Count the lines in the listing below that contain the word "white", and reply with only that number.

[MATERIAL SUPPLIED]:

________________

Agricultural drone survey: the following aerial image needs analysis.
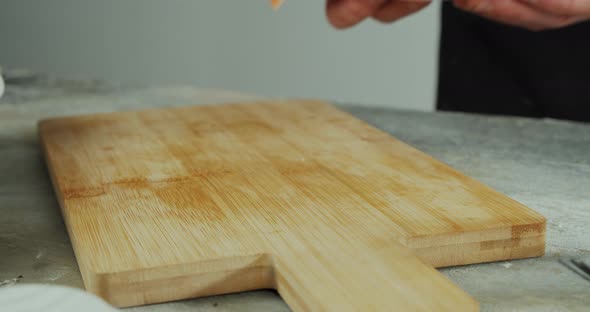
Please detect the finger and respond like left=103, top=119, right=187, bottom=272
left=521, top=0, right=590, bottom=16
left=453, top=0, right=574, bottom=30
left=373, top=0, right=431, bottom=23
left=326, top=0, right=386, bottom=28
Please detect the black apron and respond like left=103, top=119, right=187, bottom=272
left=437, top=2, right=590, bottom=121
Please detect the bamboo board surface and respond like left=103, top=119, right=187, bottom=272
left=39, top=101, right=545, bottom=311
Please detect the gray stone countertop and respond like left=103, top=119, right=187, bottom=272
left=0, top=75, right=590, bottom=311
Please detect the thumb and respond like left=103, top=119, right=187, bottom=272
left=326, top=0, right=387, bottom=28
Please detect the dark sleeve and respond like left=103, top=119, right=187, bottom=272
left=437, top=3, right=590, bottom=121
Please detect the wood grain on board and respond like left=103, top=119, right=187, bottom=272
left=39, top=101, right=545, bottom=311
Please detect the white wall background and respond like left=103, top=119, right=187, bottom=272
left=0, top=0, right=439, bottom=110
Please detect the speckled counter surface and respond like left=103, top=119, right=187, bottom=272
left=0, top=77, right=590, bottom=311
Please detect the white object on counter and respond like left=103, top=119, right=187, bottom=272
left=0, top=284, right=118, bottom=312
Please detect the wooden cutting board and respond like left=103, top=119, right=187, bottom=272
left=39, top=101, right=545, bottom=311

________________

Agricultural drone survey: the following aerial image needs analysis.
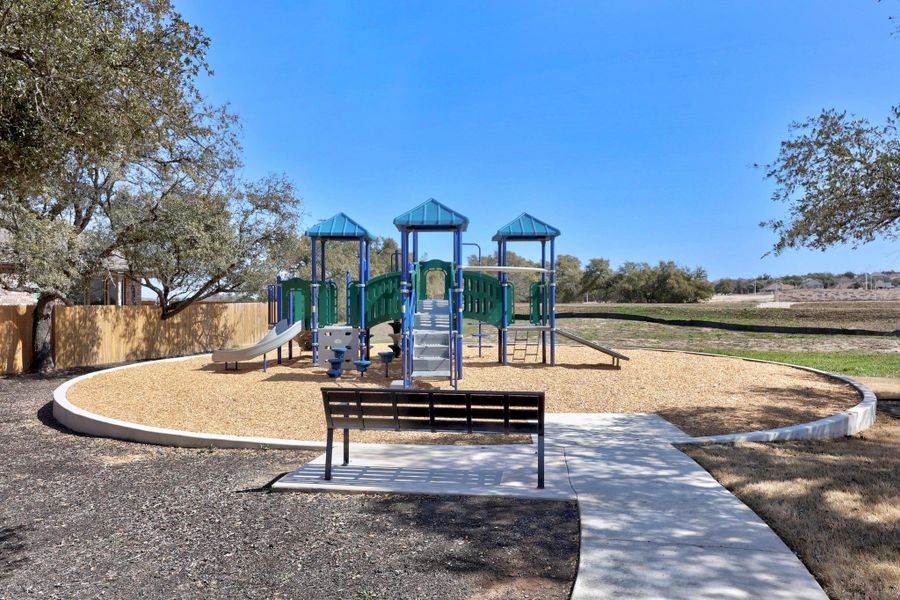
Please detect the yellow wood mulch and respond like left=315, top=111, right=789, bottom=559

________________

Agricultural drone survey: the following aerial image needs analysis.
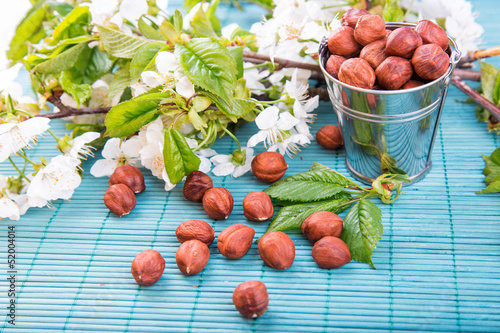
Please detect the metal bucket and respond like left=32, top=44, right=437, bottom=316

________________

[FINAL ANSWER]:
2